Chapter 2: Concepts

This describes what is kpt and what are the main concepts behind it

What is kpt? #

#

kpt supports management of Configuration as Data.

Configuration as Data is an approach to management of configuration which:

makes configuration data the source of truth, stored separately from the live state
uses a uniform, serializable data model to represent configuration
separates code that acts on the configuration from the data and from packages / bundles of the data
abstracts configuration file structure and storage from operations that act upon the configuration data; clients manipulating configuration data don’t need to directly interact with storage (git, container images)

This enables machine manipulation of configuration for Kubernetes and any infrastructure represented in the Kubernetes Resource Model (KRM).

kpt manages KRM resources in bundles called packages.

Off-the-shelf packages are rarely deployed without any customization. Like kustomize, kpt applies transformation functions, using the same KRM function specification, but optimizes for in-place configuration transformation rather than out-of-place transformation.

Validation goes hand-in-hand with customization and kpt functions can be used to automate both mutation and validation of resources, similar to Kubernetes admission control.

The kpt toolchain includes the following components:

kpt CLI: The kpt CLI supports package and function operations, and also deployment, via either direct apply or GitOps. By keeping an inventory of deployed resources, kpt enables resource pruning, aggregated status and observability, and an improved preview experience.
Function SDKs: Any general-purpose or domain-specific language can be used to create functions to transform and/or validate the YAML KRM input/output format, but we provide SDKs to simplify the function authoring process, in Go.
Function catalog: A catalog of off-the-shelf, tested functions. kpt makes configuration easy to create and transform, via reusable functions. Because they are expected to be used for in-place transformation, the functions need to be idempotent.
Package orchestrator: The package orchestrator enables the magic behind the unique WYSIWYG experience. It provides a control plane for creating, modifying, updating, and deleting packages, and evaluating functions on package data. This enables operations on packaged resources similar to operations directly on the live state through the Kubernetes API.
Config Sync: While the package orchestrator can be used with any GitOps tool, Config Sync provides a reference GitOps implementation to complete the WYSIWYG management experience and enable end-to-end development of new features, such as OCI-based packages. Config Sync is also helping to drive improvements in upstream Kubernetes. For instance, Config Sync is built on top of git-sync and leverages Kustomize to automatically render manifests on the fly when needed. It uses the same apply logic as the kpt CLI.
Backstage UI plugin: We’ve created a proof-of-concept UI to demonstrate the WYSIWYG experience that’s possible on top of the package orchestrator. More scenarios can be supported by implementing form-based editors for additional Kubernetes resource types.

Packages #

A kpt package is a bundle of configuration data. It is represented as a directory tree containing KRM resources using YAML as the file format.

A package is explicitly declared using a file named Kptfile containing a KRM resource of kind Kptfile. The Kptfile contains metadata about the package and is just a regular resource in the YAML format.

Just as directories can be nested, a package can contain another package, called a subpackage.

## [COLLECTED DATA]
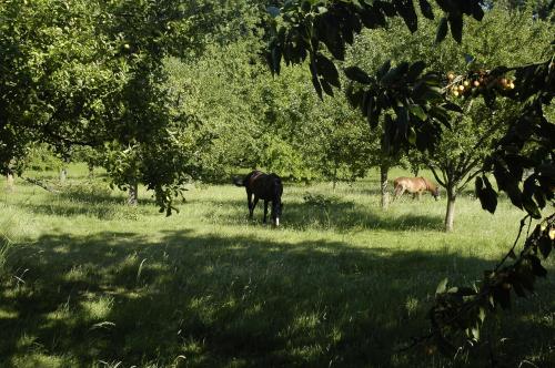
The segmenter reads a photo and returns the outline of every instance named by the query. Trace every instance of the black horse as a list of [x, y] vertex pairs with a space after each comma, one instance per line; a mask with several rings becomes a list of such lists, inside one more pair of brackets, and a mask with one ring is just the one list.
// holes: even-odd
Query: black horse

## [DIRECTIVES]
**a.** In the kpt concepts text, what file explicitly declares a kpt package?
**b.** Copy the kpt concepts text word for word, starting at "makes configuration data" and ending at "bundles called packages.".

## [OUTPUTS FOR THE TASKS]
**a.** A file named Kptfile containing a KRM resource of kind Kptfile.

**b.**
makes configuration data the source of truth, stored separately from the live state
uses a uniform, serializable data model to represent configuration
separates code that acts on the configuration from the data and from packages / bundles of the data
abstracts configuration file structure and storage from operations that act upon the configuration data; clients manipulating configuration data don’t need to directly interact with storage (git, container images)

This enables machine manipulation of configuration for Kubernetes and any infrastructure represented in the Kubernetes Resource Model (KRM).

kpt manages KRM resources in bundles called packages.